## Exercise goal
Copy out the records below word for word, starting at the line with "Where can the white" and running through the end of the records, both ends included.

## Available data
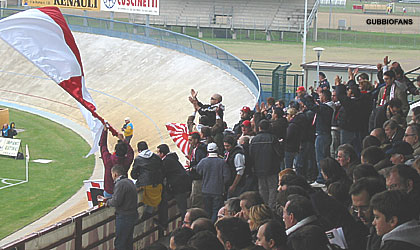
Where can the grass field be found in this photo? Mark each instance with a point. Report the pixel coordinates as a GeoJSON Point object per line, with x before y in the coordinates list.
{"type": "Point", "coordinates": [49, 184]}
{"type": "Point", "coordinates": [282, 52]}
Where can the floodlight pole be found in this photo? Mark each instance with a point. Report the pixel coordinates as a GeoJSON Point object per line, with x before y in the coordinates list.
{"type": "Point", "coordinates": [304, 32]}
{"type": "Point", "coordinates": [329, 19]}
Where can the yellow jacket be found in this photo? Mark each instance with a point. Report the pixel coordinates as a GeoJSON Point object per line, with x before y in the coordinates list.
{"type": "Point", "coordinates": [128, 129]}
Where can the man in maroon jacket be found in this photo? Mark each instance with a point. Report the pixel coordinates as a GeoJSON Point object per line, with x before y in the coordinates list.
{"type": "Point", "coordinates": [123, 155]}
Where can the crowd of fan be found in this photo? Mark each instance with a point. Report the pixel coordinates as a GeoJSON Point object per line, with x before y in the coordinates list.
{"type": "Point", "coordinates": [337, 168]}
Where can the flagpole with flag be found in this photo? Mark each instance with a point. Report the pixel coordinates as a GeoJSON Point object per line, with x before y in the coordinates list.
{"type": "Point", "coordinates": [43, 37]}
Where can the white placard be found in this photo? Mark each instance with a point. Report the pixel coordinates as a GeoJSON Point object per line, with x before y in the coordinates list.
{"type": "Point", "coordinates": [9, 146]}
{"type": "Point", "coordinates": [146, 7]}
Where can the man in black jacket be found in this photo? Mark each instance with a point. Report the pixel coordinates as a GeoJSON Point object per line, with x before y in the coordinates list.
{"type": "Point", "coordinates": [293, 136]}
{"type": "Point", "coordinates": [323, 117]}
{"type": "Point", "coordinates": [246, 115]}
{"type": "Point", "coordinates": [147, 170]}
{"type": "Point", "coordinates": [266, 156]}
{"type": "Point", "coordinates": [303, 230]}
{"type": "Point", "coordinates": [178, 183]}
{"type": "Point", "coordinates": [198, 151]}
{"type": "Point", "coordinates": [235, 158]}
{"type": "Point", "coordinates": [124, 200]}
{"type": "Point", "coordinates": [348, 119]}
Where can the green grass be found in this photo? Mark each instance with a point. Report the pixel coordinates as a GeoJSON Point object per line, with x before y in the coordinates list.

## Correct response
Where can the white placard be found in this photo? Mark each instance with a point. Report the pixel coordinates as a GeoJSON Point object per line, with x before y in the coordinates list.
{"type": "Point", "coordinates": [9, 146]}
{"type": "Point", "coordinates": [146, 7]}
Where can the man in black jacket be found in this photo? Mark each instance with a point. Report the pixel coordinates as a GeoJSON Point object per line, with x before y in the coordinates list.
{"type": "Point", "coordinates": [293, 136]}
{"type": "Point", "coordinates": [323, 117]}
{"type": "Point", "coordinates": [246, 115]}
{"type": "Point", "coordinates": [147, 170]}
{"type": "Point", "coordinates": [266, 156]}
{"type": "Point", "coordinates": [303, 230]}
{"type": "Point", "coordinates": [178, 183]}
{"type": "Point", "coordinates": [198, 151]}
{"type": "Point", "coordinates": [235, 158]}
{"type": "Point", "coordinates": [124, 200]}
{"type": "Point", "coordinates": [348, 119]}
Where can the green grass be found in this photo? Mark each instance with a point. Report the pixel coordinates as a GeoJSON Point object per line, with x before y in the coordinates list.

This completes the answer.